### TEXTE RETENU
%%
Ordre pour le 37ème régiment d’infanterie :
Attaquer et prendre le cimetière de Neuville-Saint-Vaast.
Toujours dans notre position
inconfortable avec le même bombardement. Notre compagnie est réduite à l'état
de squelette, tant d'hommes sont tombés. J'ai passé la nuit à veiller
l'aspirant et GERARD. Ils
souffrent atrocement et les brancardiers ne peuvent venir les chercher.
Le soir, assistons à la folle
charge du 224éme, c'est là que nous sauvons un adjudant grièvement blessé (Numa Martin Vincent).
Ce petit livre lui appartient et il me la légué en récompense de nos efforts
pour le sauver.
Toujours pas de ravitaillement,
c'est horrible d'avoir soif comme ça. Comme nous sommes au milieu d'un champ de
betteraves à sucre, nous en consommons pour tromper notre faim et notre soif.
L'aspirant (Emmanuel) Lemaire vient de mourir après d'atroces
souffrances. (*)
A la brume, le capitaine vient
voir Gerard et l'encourage à
tenir. Il ne peut autoriser de corvée de ravitaillement car nous ne sommes plus
assez nombreux. Il s'en retourne en rampant, je le suis machinalement des yeux,
soudain il s'affaisse et ne bouge plus, une balle vient de le frapper en plein
cœur. (**)
Comme cadres nous n'avons plus
que le sous-lieutenant Goin et
l'adjudant DUMAZAINE. La nuit sera
encore longue plusieurs alertes sérieuses nous tiendrons sur nos gardes.
(**) : Aspirant Emmanuel
LEMAIRE, 22 ans, mort pour la France le 11 (le 15 ?) mai 1915 à
Neuville-Saint-Vaast. Il était arrivé au 37ème régiment d’infanterie le 1er
janvier 1915. Voir
sa fiche.
(***) : Capitaine Auguste Raymond JOLYOT, 51 ans, mort pour
la France le 10 mai 1915 à Neuville-Saint-Vaast. Il était arrivé au 37ème
régiment d’infanterie le 1er février 1915. Engagé volontaire en 1882, l’école
militaire d’infanterie en 1887, finalement capitaine en 1899 au 145ème régiment
d’infanterie. Dégagé de ses obligations militaires en 1907 et décoré de la
légion d’honneur, il reprend du service en 1915. Voir
sa fiche.
Complément et détails supplémentaires de
l'attaque du 11 mai. Rédigé plus tard dans un hôpital Nantais où il fut
hospitalisé.
‘’ Charge du 224e d'infanterie à Neuville-Saint-Vaast
le 11 mai 1915.’’
Vers
quatre heures, je suis des yeux les blessés qui peuvent encore se traîner vers
l’arrière toujours arrosés par les boches.
%%
### MATÉRIEL FOURNI
%%
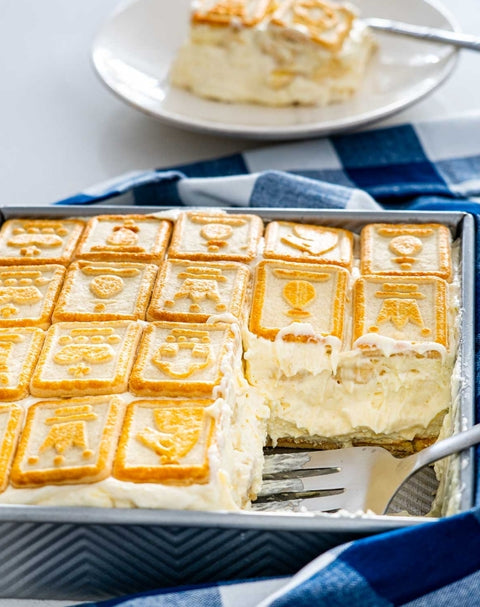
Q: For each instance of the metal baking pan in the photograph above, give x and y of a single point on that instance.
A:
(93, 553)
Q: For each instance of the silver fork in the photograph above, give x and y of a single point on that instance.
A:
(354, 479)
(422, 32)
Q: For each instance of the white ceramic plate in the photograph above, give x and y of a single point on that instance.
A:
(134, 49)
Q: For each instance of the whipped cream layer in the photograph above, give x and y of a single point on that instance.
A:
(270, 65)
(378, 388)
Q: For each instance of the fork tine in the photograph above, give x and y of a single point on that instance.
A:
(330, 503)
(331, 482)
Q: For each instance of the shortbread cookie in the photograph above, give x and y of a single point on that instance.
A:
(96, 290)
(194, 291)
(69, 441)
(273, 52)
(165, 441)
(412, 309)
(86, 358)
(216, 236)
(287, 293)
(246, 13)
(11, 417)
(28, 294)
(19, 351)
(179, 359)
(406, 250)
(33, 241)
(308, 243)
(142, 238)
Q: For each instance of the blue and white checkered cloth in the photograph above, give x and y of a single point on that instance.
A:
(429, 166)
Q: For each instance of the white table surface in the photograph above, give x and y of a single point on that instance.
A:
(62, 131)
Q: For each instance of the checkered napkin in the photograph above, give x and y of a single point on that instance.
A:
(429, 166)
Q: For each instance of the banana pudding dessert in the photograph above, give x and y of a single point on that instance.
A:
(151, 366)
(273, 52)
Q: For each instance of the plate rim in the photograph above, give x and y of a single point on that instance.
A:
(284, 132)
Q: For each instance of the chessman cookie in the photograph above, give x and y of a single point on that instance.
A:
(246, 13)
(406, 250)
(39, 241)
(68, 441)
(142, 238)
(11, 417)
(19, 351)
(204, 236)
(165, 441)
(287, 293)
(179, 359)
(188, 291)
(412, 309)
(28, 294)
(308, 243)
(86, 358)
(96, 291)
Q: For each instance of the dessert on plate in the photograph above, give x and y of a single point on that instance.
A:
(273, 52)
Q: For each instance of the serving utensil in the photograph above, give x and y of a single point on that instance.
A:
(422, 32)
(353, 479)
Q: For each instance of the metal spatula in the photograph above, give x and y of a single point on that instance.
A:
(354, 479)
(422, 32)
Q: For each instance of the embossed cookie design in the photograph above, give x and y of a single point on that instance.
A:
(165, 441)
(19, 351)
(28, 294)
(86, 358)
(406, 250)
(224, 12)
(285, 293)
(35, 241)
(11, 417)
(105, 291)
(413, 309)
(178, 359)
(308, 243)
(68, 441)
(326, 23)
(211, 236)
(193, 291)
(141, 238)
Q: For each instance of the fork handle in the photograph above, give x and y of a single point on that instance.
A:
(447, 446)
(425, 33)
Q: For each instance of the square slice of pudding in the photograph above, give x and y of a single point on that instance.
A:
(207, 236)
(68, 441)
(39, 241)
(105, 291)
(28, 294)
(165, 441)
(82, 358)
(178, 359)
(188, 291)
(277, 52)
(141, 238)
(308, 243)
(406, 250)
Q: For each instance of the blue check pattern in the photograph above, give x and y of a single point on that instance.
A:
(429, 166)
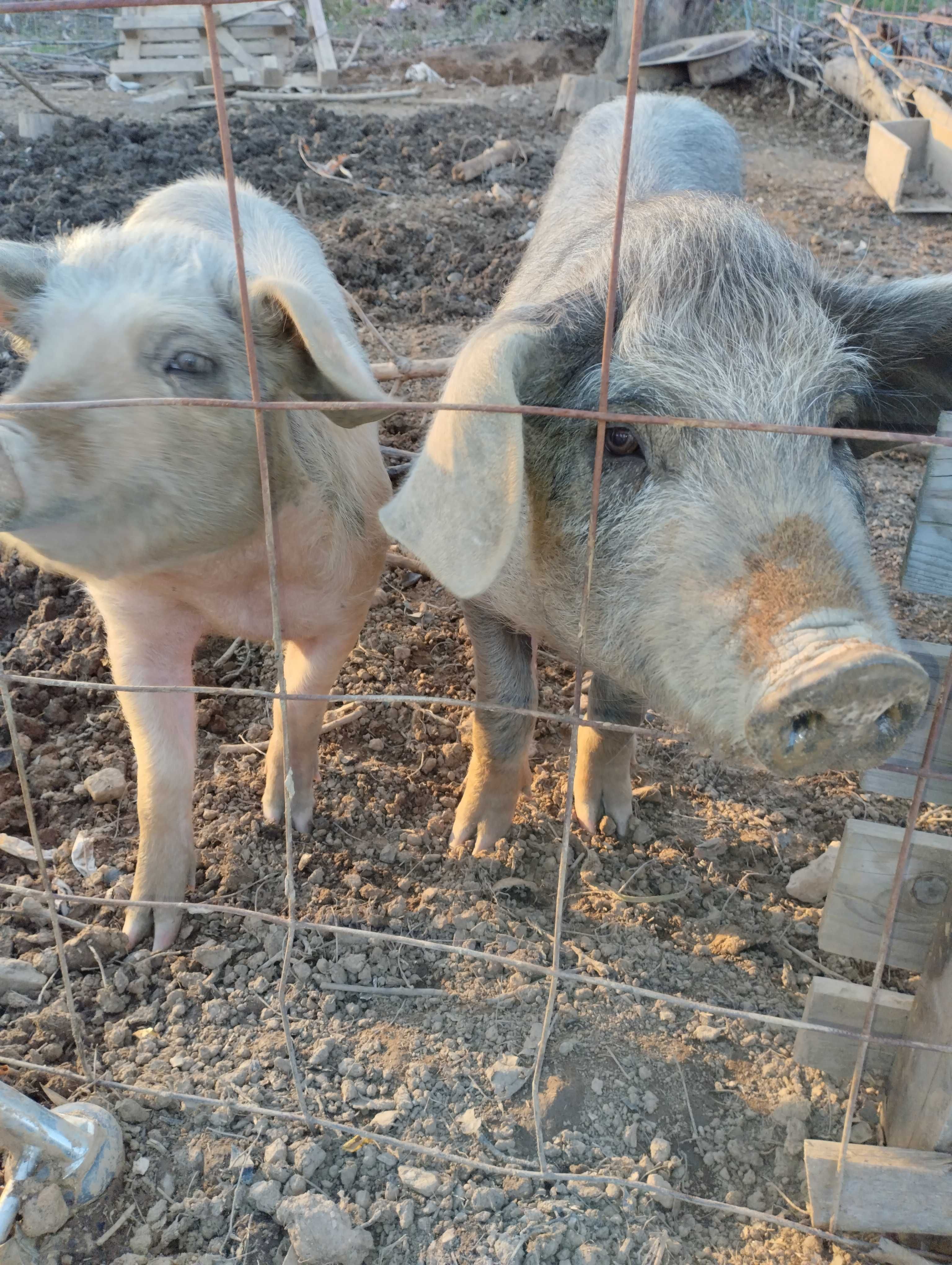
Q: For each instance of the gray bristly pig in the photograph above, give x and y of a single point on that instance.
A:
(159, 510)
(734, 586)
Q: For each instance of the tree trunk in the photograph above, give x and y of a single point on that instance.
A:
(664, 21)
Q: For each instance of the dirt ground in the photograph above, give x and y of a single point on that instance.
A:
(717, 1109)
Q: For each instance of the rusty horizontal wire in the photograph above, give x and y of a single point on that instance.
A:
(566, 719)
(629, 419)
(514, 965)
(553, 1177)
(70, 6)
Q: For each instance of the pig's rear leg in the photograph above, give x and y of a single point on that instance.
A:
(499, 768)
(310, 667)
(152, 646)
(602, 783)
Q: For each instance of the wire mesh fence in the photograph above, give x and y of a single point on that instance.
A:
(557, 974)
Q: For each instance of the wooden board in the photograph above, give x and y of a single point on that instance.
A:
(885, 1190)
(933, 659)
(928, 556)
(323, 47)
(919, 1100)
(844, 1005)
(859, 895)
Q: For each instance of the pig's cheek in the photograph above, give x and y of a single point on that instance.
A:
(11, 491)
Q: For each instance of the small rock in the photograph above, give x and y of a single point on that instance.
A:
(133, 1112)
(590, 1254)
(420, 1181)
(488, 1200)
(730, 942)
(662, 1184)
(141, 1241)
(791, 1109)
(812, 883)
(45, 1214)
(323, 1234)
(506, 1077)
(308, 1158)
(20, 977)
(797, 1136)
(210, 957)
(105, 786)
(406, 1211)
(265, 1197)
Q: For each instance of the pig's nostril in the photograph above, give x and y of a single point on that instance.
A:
%%
### VOTRE OBJECTIF
Prolongez le carnet de guerre sur Neuville-Saint-Vaast à partir de sa dernière phrase. Le matériel fourni ne sert pas ici.

### RÉPONSE ATTENDUE
Du
fait de notre position, j’aperçois soudain une compagnie déployée sur deux
rangs qui s'avance vers nous. Le colonel en tête, sabre au côté et en gants
blancs marche tranquillement devant ses hommes alignés comme pour une revue.
Ils ont le fusil sur l'épaule avec baïonnette au canon. Ils débouchent d'une
petite crête en contre-bas et sont maintenant en pleine vue des boches.
Les
malheureux ! De la façon dont ils s'avancent, je juge qu'un drame épouvantable
va se produire.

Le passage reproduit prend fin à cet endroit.